* _What the task asks_
In the records below, convert the part that opens with the line containing "target: **red wooden aed cabinet**" and closes with the line containing "[[[213,646],[4,681],[73,1100],[294,1041],[346,851],[241,770]]]" into a JSON list of strings, one string per line and both end lines included. Leave out any blank lines.

* _Available records_
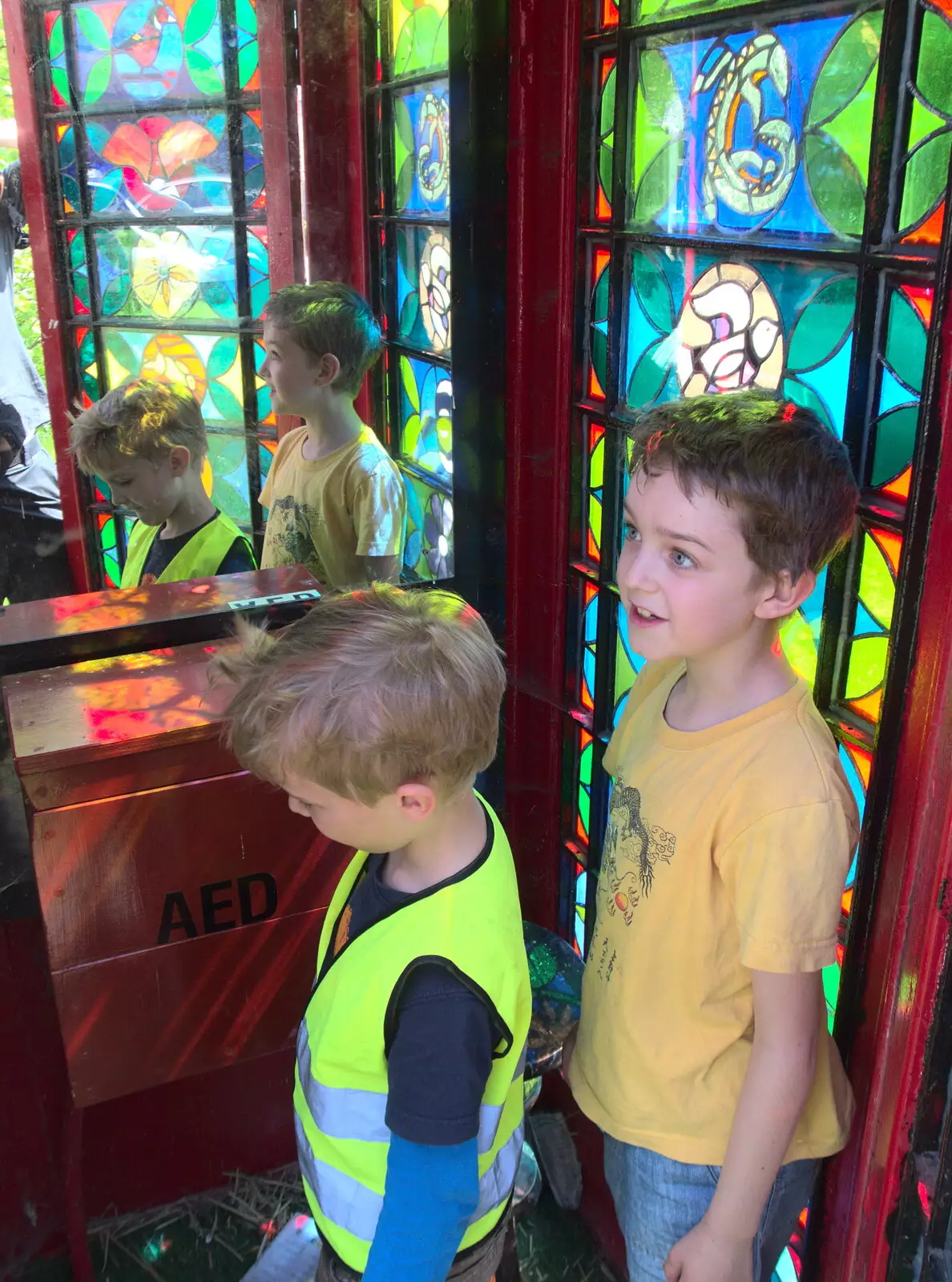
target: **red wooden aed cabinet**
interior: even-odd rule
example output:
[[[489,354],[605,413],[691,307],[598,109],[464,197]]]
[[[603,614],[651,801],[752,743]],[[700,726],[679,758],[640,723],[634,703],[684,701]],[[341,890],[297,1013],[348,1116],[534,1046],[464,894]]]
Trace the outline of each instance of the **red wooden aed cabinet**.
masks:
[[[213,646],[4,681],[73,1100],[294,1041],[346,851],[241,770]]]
==
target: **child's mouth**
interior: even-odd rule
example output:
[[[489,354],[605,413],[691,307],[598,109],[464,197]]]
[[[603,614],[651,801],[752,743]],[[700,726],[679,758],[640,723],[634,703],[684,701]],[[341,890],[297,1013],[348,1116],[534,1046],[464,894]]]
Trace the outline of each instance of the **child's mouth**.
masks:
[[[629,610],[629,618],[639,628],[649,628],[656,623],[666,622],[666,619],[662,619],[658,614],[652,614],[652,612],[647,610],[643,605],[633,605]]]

* _Complete answer_
[
  "target: **red wooden aed cabinet**",
  "interior: even-odd rule",
  "example output:",
  "[[[489,354],[605,413],[691,307],[598,109],[464,197]]]",
  "[[[603,614],[651,801],[752,743]],[[700,726],[679,758],[640,723],[634,703],[684,701]],[[341,890],[297,1013],[348,1116],[534,1046],[464,894]]]",
  "Trace the outline of each instance of the **red wooden aed cabinet**.",
  "masks:",
  "[[[213,646],[4,681],[73,1100],[294,1041],[346,851],[241,770]]]"
]